Referring expression data:

----

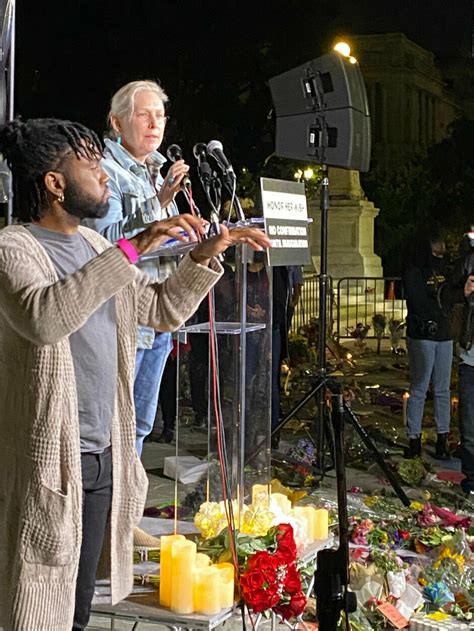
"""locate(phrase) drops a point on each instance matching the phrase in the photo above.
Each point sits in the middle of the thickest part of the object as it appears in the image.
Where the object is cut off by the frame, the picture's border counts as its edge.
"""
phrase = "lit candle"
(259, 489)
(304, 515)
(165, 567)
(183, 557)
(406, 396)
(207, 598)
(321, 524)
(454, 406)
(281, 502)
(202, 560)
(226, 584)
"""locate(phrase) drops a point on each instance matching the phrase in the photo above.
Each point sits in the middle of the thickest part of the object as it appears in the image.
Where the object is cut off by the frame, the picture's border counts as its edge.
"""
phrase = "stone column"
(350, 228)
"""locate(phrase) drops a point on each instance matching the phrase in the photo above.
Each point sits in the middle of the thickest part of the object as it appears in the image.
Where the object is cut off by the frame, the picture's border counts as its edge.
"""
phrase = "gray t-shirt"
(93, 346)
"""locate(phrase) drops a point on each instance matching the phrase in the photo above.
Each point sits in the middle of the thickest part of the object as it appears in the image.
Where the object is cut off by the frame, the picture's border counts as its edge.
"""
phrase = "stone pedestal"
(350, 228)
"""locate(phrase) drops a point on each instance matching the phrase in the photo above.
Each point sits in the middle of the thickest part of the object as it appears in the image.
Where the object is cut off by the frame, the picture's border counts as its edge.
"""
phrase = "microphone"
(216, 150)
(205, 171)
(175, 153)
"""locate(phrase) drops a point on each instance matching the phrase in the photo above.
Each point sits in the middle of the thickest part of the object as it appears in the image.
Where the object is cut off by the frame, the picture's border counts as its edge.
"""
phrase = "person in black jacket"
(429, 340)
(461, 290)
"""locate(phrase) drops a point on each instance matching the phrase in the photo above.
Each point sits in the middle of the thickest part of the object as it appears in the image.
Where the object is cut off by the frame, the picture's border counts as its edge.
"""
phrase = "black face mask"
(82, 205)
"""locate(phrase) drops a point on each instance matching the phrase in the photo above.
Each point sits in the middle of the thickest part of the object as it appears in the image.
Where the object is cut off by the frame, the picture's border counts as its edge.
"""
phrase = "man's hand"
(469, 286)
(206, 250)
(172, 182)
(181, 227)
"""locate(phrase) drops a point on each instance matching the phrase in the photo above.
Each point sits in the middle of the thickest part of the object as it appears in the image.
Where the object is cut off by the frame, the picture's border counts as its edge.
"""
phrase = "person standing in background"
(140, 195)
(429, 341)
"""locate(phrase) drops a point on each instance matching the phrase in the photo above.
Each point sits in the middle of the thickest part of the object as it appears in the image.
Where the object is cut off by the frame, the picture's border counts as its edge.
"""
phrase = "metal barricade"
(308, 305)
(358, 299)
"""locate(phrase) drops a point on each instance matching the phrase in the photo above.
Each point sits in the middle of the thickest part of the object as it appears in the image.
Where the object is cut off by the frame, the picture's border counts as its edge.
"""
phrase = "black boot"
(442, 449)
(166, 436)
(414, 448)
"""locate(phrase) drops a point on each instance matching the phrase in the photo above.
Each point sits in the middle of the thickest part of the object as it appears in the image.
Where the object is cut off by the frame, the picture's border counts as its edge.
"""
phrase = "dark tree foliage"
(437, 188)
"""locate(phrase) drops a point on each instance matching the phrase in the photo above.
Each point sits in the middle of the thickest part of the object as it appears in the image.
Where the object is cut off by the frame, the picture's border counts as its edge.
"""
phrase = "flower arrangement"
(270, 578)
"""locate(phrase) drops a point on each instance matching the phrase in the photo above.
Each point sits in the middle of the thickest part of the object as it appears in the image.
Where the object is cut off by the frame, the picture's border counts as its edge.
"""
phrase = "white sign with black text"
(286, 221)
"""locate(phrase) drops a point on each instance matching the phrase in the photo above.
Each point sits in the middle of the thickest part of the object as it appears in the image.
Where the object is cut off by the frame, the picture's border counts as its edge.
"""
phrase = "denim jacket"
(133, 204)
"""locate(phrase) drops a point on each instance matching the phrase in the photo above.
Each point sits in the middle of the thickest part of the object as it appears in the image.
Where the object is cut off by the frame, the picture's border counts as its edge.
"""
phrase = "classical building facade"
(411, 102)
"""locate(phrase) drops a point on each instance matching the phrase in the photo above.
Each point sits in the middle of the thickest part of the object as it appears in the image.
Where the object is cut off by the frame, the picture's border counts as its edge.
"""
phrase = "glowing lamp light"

----

**EXERCISE DETAILS:** Take the records above and transcribe them exactly, dropping every picture.

**SOLUTION TO THE EXERCISE:**
"""locate(phrase) drops a point on each instance matching the phrase in the photo above.
Each point sits in the middle of the thickest part of the object as it appears in the image.
Where the object is cut off by the frame, the picture's border counts as its edge.
"""
phrase = "lit candle"
(259, 489)
(304, 515)
(165, 567)
(183, 557)
(406, 396)
(207, 598)
(321, 524)
(454, 406)
(281, 502)
(202, 560)
(226, 584)
"""locate(phrase) drops a point on each instance matching the phrase in the photo above.
Each point sits in the middle of the thickest part of the object as it appears in the image.
Where the object is cut off by the frame, the picture's border counts as its edge.
"""
phrase = "stone column"
(350, 228)
"""locate(phrase) drops a point on each instance matching the phrase in the photo above.
Each point sits in the middle of the thickest part of the object as it appears in the image.
Where the object is cut off by the frame, the picture's border counts as its edge.
"""
phrase = "gray t-shirt"
(93, 346)
"""locate(phrase) drops a point on each instance matching the phrase in the photo above.
Each point sits in the middle of the thickest part of the object as it appears in the image.
Where the object is cut off by the frame, the picture's border counts as its edge.
"""
phrase = "stone pedestal"
(350, 228)
"""locate(phrase) drops a point on each instance matching the phrase in the photo above.
Each point sits in the middle of the thickest part of the object as it appears in the image.
Where the object is cut off by the frame, the picture's border counts as its edge.
"""
phrase = "microphone"
(216, 150)
(205, 171)
(175, 153)
"""locate(phrase) drops a point on each instance matching the phrase in the photo above.
Each point sits in the middle of the thickest part of the object as it appears in the image.
Where the object is cut off by the frame, the picture's border counts as its edge.
"""
phrase = "person in black jacket"
(429, 340)
(461, 290)
"""locate(phrase) drops a point on each instance matching the phrase in the photo above.
Each point sits in the middle of the thickest part of the object as it appears in the image.
Where the object is cut off by the frame, the picture's border counts as its edge.
"""
phrase = "black face mask"
(82, 205)
"""locate(phrase) drops a point on each instance matching the phrase in the photo above.
Each point sits in the middle of the thickest part of the object as it appears in the image.
Where the object is cut off by the frame, the picture's border counts as its edge.
"""
phrase = "man's hand"
(469, 286)
(206, 250)
(172, 182)
(181, 227)
"""locate(phrase) drops a point on each instance matching the phrase in the photo above.
Each point sits in the middle of the thickest part of the object as it appears in the image.
Where the object is cut off by the frame, the picture's border counts as its edge.
"""
phrase = "person standing in background"
(140, 195)
(429, 341)
"""locate(phrase) drops a point on each instance matching the phrase in the photo above.
Each point sits in the middle of the thickest part of the object as it appears in the image.
Where the object is cut off by the frame, the picture's border counts as its edge.
"""
phrase = "metal barricade"
(308, 305)
(358, 299)
"""locate(phrase) drops a point on each instance matching the phrase in the photo above.
Each point sits in the middle of the thickest part of the object as it appears in the image.
Where the object is cut off by the frame, the picture's border counts as its edge.
"""
phrase = "black boot"
(442, 449)
(166, 436)
(414, 448)
"""locate(phrase) drops a point on each instance matching the phrase in the photo above.
Each point sits in the middle of the thickest part of the object as it appears in the image.
Where the object is cut off by the frame, the picture's border counts as its edge.
"""
phrase = "dark tree foliage"
(437, 188)
"""locate(phrase) drops a point on each instance matching the phrase in the photo above.
Each point sits in the middle of the thickest part of the object as it appears in the image.
Where the object is cut off by the frame, the picture's border counts as its edge.
"""
phrase = "flower arrangement"
(270, 578)
"""locate(phrase) drops a point on each instance matching the phrase in the photo above.
Each point sits in the middle of the thickest part of the object as it appears in the image.
Where the object is cut off by the frame, the picture's border counts as its edge.
"""
phrase = "white sign with black text"
(286, 221)
"""locate(phrase) drops a point on each instance matching the phrase in the photo above.
Each point sits in the middle of the thickest part of the object as it appears in the image.
Where the object is cut off by the frame, the picture's border counts as its edge.
"""
phrase = "denim jacket"
(133, 204)
"""locate(phrase) drops a point on each instance matching the phrase in the photo above.
Each point sits in the middle of the thickest part of the object as it appears in the image.
Where the object is cut off by the frame, the picture's border counts as its edge.
"""
phrase = "classical building facade"
(411, 102)
"""locate(phrase) drops a point on each instance matching the phrase in the photo above.
Each point sits in the middle of the thickest part of the object as it appears in the image.
Where the object is cut off by the frame, the picture's border counts as its edge.
"""
phrase = "glowing lamp light"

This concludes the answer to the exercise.